PROBLEM STATEMENT: Give the data again exactly as written, skipping any pictures.

# Start of DATA SECTION

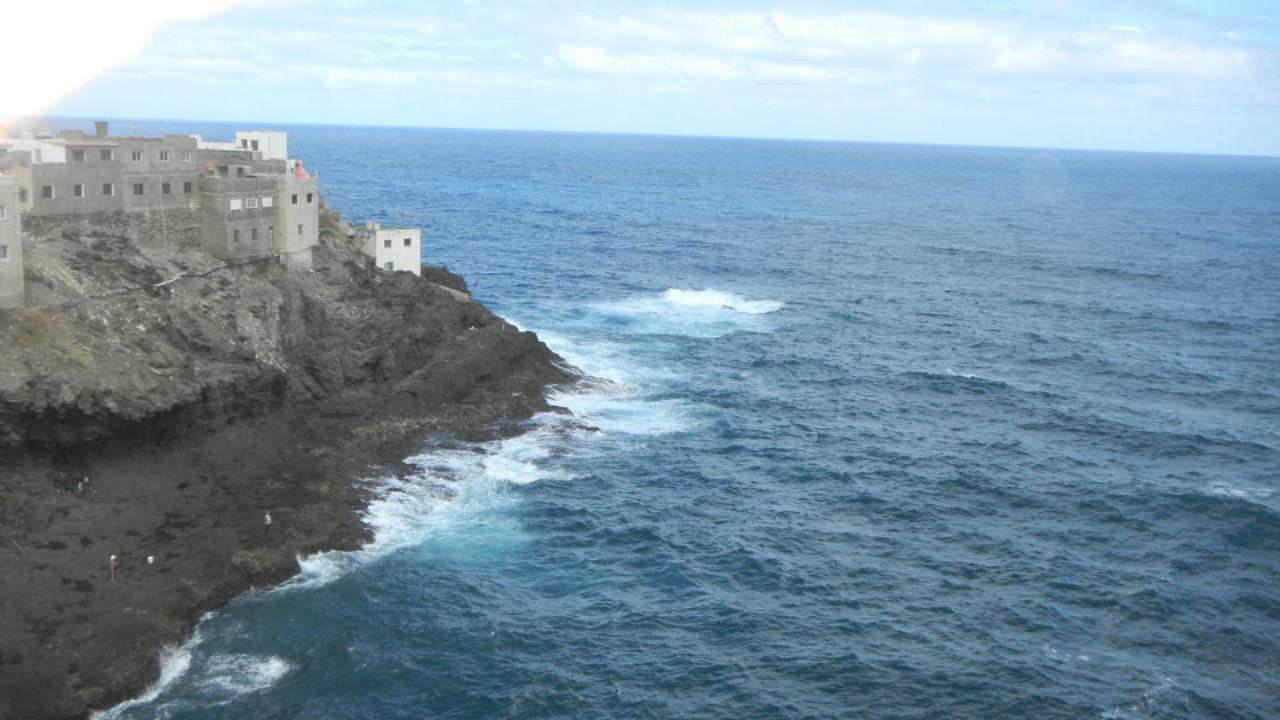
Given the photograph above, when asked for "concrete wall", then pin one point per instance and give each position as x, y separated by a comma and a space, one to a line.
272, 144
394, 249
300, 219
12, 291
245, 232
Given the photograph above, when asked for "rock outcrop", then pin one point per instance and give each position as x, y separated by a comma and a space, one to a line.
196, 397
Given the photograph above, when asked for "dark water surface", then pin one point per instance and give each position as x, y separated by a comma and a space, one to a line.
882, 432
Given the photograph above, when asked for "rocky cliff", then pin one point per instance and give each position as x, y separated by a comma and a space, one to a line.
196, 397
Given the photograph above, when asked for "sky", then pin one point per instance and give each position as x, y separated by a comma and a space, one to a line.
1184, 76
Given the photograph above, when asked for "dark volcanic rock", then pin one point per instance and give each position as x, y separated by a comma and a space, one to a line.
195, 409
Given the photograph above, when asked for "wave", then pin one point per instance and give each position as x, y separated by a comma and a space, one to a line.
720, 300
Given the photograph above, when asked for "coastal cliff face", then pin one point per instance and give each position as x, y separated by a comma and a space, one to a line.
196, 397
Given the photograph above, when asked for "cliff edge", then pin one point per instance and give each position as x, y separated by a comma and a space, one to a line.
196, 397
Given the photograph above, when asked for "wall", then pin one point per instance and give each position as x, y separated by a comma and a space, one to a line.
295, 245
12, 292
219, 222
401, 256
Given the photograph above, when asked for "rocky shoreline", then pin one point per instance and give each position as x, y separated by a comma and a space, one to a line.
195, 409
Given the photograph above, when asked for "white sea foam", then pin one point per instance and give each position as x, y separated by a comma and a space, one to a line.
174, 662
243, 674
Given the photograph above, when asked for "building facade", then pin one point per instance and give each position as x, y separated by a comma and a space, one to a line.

# End of DATA SECTION

ANSWER IN FULL:
Given the photograph above, when asked for "concrete wall", then pin one point per instance and give each position as x, y separated by a comma and a space, one to a line.
272, 144
394, 249
300, 219
12, 291
245, 232
Given the photograph above, when asked for "rock outcrop", then pin one point per instance and give each position as x, y separated by a comma and a space, one to a line.
196, 397
Given the photograph above, when asked for "dark water surface", then pin one point per instance and give each position as x, y separated by a comma and a space, one to a line.
882, 432
Given the photograph above, when asked for "rocky cliff", then pin one point per instance and give each position as x, y separated by a comma and a space, one to a line.
196, 397
Given the photograph above, when asked for "sky", then pin one point per instance and give each position as x, y separated by a comma and a space, one to a line.
1184, 76
Given the photograph above, when asked for "dark volcanic rock", then pin one point per instance and give each position as x, y separated by a comma and a space, one to a line.
195, 409
Given the photograph above, when asked for "wave", then pin one point per instance and give each position as x, y separated by a comma and a space, one to a line.
720, 300
Given the photograph above, when asked for "coastal cliff face", then pin one point per instance and give each position as x, y separated by a comma and a space, one to a line.
196, 397
Given the photograph above, when asked for "cliff edge", then pin one point per instance and give each position as x, y separated by a comma and a space, one to a line.
196, 397
Given the photograph above, when asked for "wall", then pin one point per instance and give each position as x, y separated by a comma and a space, one to a line.
295, 245
12, 292
219, 222
401, 256
Given the photograph above, when asked for "rocky shoreline", then pin one point per instance and give each position as x, y separated by a comma and a space, one to a line.
195, 409
Given the photograph above, when asked for "white sea foam", then pin one point per instance and give each position as x, y separated by a comma and a space, one to a line.
174, 662
243, 674
Given the photograph above, when asked for "building facade", then pin one point per instance and give each position as x, y separated by a comma and a space, one to a line.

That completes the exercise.